Given text ▸
********

A few weeks ago, I explained a bit about my new normal...the chaos that is life in the midst of separation and divorce. With that, I probably should have included a warning...that posts would be few and far between, and likely...not always pretty. Please consider yourself warned tonight, friends. This one isn't going to be pretty.
So much of what happens in a divorce is just plain complicated. There is no other accurate way to describe it. Nothing you say about it or think about it is pretty. It's all a mess. Basically, things outside of God's will look disastrous. I don't believe God intended for my marriage to fall dramatically to pieces. I don't believe that He designed marriage to look like mine looks. I believe that sin messes things up for us. That's just the simple truth of it. Period.
But I'm going to say this to all of you amazing people who don't have to go through what I'm going through and I hope you never do: people who are in the middle of a messy divorce? We know how messy it is. We know you feel awkward about it. We feel awkward about it too. See, right now, not only am I working through explaining this whole disaster to my children and my family...but the people who know feel like they need to protect me or step carefully around it...and the people who don't know (and there are just so many of those still) have no idea what to say when they find out. Trust me. I get your discomfort. Completely. I don't need you to say anything about it. It's even ok to say, "Mindy. I don't even know what to say." I'm going to respond with something like, "Neither do I. It's totally ok. We can absolutely change the subject." Seriously. Do it. I'm not trying to protect you. I'm not trying to be strong. I don't want to hash out the details 400 times a day any more than you actually want to know them (and trust me. You don't. Frankly, I don't either.). I absolutely appreciate your concern. I know you know about the situation, and that you've had conversations with other friends, because you never thought this would happen to me. I'm fine with your conversations. I don't feel weird about it...because you know what? I've had those conversations regarding my friends who have been through this too. And I never thought this would happen to me either. So far from what I expected from my life. So. Very. Far.

********

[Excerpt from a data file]
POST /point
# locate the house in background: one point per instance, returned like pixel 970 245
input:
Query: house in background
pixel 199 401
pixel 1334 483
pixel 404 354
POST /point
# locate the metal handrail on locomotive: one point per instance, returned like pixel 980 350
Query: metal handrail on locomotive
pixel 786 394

********

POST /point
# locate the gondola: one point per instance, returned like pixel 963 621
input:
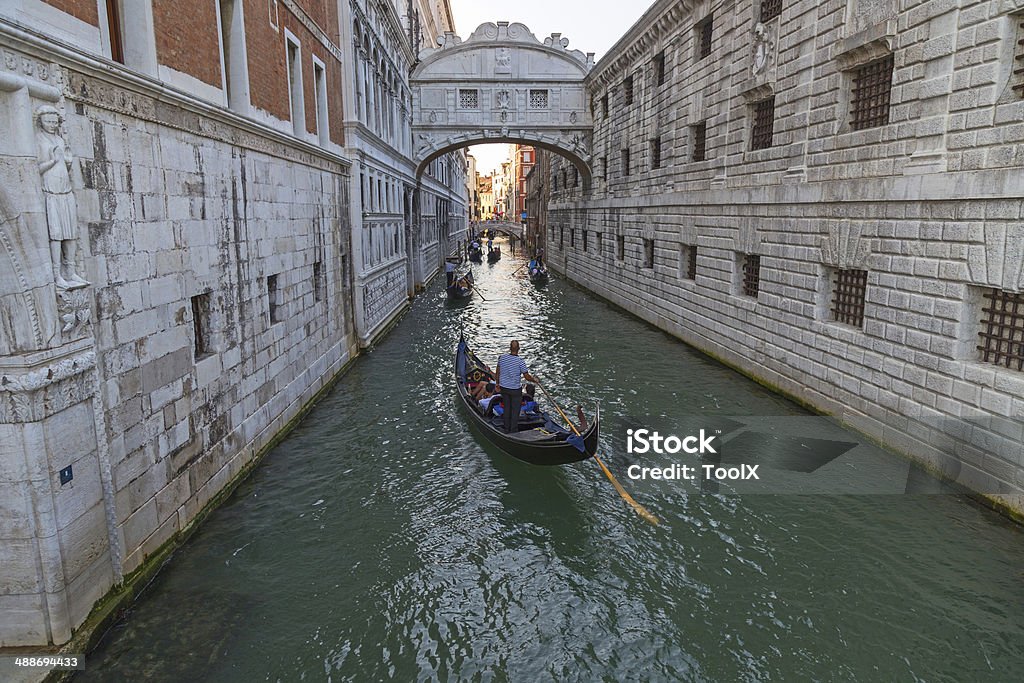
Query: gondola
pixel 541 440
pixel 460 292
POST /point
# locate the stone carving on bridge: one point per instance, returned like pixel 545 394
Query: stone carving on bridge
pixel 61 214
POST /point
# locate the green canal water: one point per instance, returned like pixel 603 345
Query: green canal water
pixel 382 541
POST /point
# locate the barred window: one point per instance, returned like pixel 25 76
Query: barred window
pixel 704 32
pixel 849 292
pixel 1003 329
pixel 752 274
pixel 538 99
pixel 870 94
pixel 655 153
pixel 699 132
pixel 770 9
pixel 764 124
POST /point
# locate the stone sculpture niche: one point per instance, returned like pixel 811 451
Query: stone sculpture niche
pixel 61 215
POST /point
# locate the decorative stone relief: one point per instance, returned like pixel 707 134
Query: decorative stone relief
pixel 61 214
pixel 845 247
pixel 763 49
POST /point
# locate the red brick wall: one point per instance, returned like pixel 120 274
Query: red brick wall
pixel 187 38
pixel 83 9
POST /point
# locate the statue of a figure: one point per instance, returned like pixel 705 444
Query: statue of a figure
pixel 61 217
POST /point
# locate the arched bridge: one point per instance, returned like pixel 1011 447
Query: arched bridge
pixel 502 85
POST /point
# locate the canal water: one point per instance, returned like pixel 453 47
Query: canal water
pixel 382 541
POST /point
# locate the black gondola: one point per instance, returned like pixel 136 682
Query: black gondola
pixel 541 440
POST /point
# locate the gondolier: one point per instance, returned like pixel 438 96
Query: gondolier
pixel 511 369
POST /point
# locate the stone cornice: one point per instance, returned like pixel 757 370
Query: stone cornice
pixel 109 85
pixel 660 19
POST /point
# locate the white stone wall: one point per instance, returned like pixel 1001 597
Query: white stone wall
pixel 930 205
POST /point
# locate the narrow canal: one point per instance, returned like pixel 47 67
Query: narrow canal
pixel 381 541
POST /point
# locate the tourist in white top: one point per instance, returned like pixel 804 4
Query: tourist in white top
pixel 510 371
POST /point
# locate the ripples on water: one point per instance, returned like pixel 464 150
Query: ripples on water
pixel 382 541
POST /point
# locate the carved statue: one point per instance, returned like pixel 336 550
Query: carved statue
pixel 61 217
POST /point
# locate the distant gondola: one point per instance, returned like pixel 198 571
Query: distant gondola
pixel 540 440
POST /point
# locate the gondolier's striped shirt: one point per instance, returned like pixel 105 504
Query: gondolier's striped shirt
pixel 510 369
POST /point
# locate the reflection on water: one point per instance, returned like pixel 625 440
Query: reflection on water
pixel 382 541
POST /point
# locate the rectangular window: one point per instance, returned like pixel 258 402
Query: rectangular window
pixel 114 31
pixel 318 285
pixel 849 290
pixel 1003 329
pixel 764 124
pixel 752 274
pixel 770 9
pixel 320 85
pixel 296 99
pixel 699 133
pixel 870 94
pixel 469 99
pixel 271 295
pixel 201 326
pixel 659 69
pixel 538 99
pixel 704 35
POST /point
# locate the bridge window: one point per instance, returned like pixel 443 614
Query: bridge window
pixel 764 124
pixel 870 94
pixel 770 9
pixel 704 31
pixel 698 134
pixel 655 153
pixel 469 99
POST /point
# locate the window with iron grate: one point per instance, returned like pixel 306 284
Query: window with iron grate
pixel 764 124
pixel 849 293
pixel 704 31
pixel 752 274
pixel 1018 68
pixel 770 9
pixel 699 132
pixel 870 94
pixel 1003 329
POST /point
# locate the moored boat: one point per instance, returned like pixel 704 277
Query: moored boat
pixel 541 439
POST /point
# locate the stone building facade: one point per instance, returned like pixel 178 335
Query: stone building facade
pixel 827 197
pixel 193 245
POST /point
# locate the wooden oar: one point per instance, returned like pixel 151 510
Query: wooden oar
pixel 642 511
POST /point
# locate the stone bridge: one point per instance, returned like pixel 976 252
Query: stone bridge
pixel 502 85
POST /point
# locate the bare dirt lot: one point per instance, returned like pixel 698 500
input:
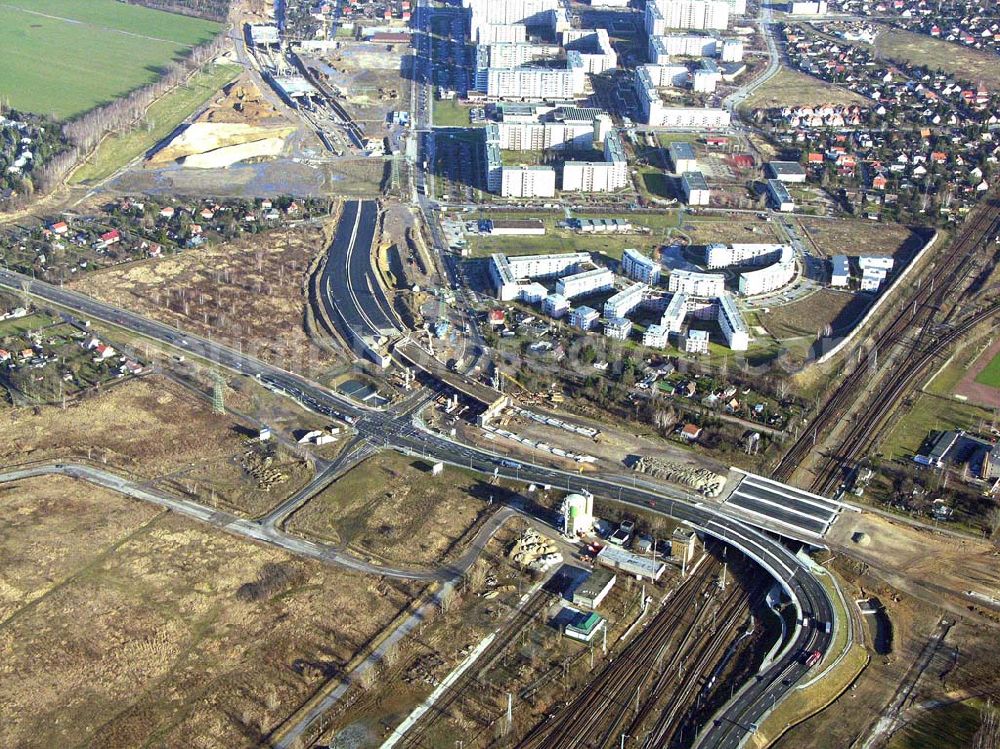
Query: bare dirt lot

********

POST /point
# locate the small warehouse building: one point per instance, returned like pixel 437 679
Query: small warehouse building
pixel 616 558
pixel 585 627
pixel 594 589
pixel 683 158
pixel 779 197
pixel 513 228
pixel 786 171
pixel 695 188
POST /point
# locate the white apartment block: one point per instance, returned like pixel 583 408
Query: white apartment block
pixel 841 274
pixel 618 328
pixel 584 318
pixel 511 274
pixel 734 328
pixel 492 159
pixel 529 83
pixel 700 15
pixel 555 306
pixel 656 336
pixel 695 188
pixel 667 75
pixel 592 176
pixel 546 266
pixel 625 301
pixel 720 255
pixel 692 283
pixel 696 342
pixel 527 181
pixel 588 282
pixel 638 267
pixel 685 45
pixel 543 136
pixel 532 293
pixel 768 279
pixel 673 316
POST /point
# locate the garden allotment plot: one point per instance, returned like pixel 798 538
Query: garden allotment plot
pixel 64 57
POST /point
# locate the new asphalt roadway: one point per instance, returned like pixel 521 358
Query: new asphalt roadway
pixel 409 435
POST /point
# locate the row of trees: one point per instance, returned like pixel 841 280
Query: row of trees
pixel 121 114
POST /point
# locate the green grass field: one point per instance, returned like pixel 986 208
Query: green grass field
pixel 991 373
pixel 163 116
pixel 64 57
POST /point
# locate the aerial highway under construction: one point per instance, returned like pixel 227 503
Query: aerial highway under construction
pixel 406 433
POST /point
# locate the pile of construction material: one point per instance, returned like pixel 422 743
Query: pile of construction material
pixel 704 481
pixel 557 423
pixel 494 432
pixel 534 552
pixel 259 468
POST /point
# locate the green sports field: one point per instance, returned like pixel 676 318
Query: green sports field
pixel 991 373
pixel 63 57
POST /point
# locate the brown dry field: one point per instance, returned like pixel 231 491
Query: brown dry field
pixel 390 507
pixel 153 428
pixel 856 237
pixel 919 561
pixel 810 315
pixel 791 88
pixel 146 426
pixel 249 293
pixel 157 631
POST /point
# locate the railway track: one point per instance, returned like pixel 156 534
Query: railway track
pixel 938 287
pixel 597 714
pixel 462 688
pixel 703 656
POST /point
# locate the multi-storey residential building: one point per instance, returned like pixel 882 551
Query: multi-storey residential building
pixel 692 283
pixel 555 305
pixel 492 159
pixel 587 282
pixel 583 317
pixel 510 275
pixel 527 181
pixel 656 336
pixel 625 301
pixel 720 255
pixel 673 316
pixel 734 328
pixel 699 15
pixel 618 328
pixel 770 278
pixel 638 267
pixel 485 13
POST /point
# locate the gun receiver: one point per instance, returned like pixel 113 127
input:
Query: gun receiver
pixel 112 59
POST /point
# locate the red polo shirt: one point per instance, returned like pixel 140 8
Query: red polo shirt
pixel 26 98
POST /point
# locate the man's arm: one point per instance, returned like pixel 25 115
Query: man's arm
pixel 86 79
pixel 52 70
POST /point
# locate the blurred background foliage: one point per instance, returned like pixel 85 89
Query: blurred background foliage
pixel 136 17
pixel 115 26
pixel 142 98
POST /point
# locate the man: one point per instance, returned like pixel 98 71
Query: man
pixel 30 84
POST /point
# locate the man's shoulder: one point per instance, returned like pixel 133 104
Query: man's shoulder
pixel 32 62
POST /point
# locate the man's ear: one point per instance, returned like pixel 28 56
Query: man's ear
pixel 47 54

********

Problems ▸
1. Answer these questions about the post on divorce:
(a) In the opening paragraph, what two things does the writer warn that posts will likely be?
(b) What does the writer believe "messes things up for us"?
(c) How many times a day does the writer say she does not want to "hash out the details"?
2. Proceed with the post on divorce, writing on from its final sentence.

Outputs for the tasks ▸
1.
(a) Few and far between, and not always pretty.
(b) Sin.
(c) 400 times a day.

2.
To clear things up, yes. I'm a mess. Yes, my children are struggling through this transition. Some days are definitely better than others. Some are much, much worse. If you as me if I'm ok right now...I might put on a smiley face and tell you, yes, things are fine. It might or might not be a lie. Please don't press me about it though, OK? If I tear up and my voice shakes, and I tell you I'm fine...let it go. I will talk to you when I need to. If I tell you I don't need anything, or I don't accept your offer to take my kids or come to your house or go out to dinner...I'm not trying to shove you out of my life or be ungrateful...I'm doing the best that I can...and right then, I need to do what I'm doing. If I lock myself up in my room writing blog entries I never post or watching movies to shut out the world or making lists and working out budgets and writing long-term goals and short term plans...it is what I can do right at that moment. I'll say it again: when I need you, I will seek you out. I promise. Right now...I might not be able to do that. I know I'm not an island. But this moment...I have to figure out how to do this.
I fully trust that God is with me. I know that he will make all things work together for good in every circumstance. I know that things will come together. Today...I'm tired. Things are not ok. And I'd love to just sleep. For a long time.
I'm going to go run on the treadmill for as long as I can. And tomorrow I'm going to get up and maybe do it again. Then eat animal crackers dredged through buttercream.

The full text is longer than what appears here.